Your goal:
Reproduce exactly, and only, the lines below from the one containing "sky in the photo above." through the one containing "cloud in the photo above.".
※ ※ ※
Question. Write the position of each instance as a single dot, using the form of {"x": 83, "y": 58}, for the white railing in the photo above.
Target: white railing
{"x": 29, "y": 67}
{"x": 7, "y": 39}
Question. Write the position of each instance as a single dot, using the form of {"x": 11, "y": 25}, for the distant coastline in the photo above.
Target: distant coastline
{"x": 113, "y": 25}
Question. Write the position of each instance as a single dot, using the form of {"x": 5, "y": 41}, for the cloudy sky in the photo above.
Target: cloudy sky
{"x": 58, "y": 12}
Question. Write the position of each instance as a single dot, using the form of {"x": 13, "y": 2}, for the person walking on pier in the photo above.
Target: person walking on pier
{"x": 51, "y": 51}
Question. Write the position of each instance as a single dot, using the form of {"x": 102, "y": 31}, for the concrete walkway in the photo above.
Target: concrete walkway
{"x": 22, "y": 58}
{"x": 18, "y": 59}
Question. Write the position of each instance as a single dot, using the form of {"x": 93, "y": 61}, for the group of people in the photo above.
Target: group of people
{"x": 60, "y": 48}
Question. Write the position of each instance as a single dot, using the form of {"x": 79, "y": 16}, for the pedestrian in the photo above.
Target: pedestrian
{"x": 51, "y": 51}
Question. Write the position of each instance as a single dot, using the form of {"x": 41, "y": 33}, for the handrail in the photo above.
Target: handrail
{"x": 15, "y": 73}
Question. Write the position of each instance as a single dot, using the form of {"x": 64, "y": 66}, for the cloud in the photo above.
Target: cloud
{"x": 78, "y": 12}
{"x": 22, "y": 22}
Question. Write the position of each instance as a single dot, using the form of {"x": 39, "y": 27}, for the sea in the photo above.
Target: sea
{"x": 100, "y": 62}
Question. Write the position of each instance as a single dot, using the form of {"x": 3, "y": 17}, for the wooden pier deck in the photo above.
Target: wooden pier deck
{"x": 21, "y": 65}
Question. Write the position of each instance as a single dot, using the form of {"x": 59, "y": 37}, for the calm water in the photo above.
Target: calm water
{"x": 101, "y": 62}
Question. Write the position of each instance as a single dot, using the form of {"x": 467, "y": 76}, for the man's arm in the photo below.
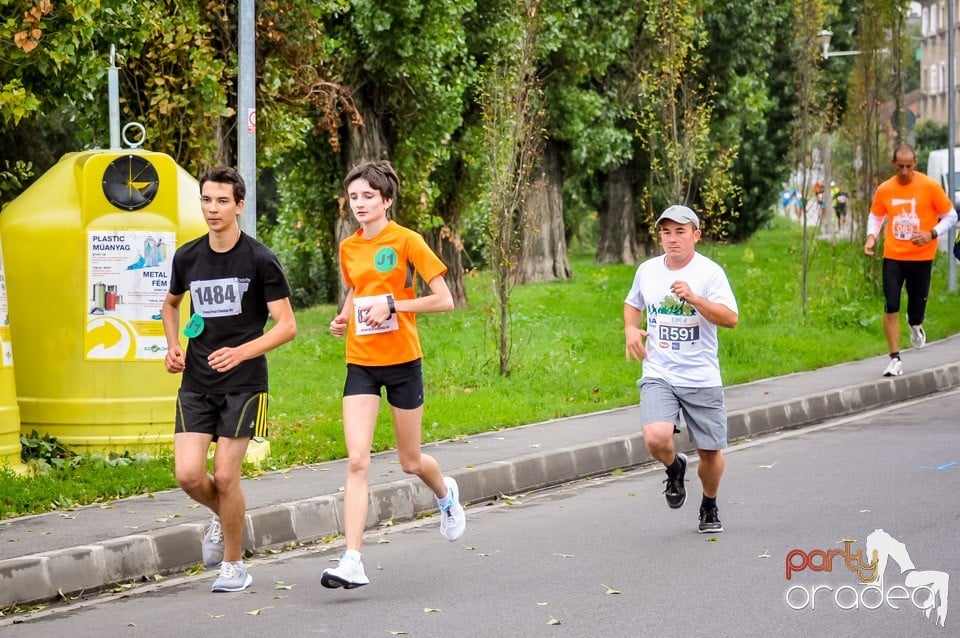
※ ※ ※
Solution to the exercise:
Question. Write the position of each instance as a single dot, using the form of {"x": 5, "y": 41}, for the cloudy sky in the photo above.
Target: cloudy sky
{"x": 58, "y": 12}
Question. Write the position of each instance as a single dot, using the form of {"x": 13, "y": 2}, for the person walking on pier in the photo above.
Target: person walking on pier
{"x": 51, "y": 51}
Question. Write the position of each instance as a single dot, using the form of {"x": 102, "y": 31}, for the concrete walkway in the photo above.
Target: concrete walkway
{"x": 22, "y": 58}
{"x": 18, "y": 59}
Question. Write the position of each instance as a single dot, using the form of {"x": 93, "y": 61}, for the group of people in the photo above.
Target: group of people
{"x": 60, "y": 48}
Question. Write the position of each instance as a single dot, using the form of {"x": 79, "y": 16}, for the pedestrian in the photo above.
Target: pedestrian
{"x": 51, "y": 51}
Question. Write the position of each instance as a single dot, using the form of {"x": 41, "y": 33}, for the handrail in the photo above.
Target: handrail
{"x": 15, "y": 73}
Question. Write the position of each instance as a single dot, using the form of {"x": 64, "y": 66}, for the cloud in the photo above.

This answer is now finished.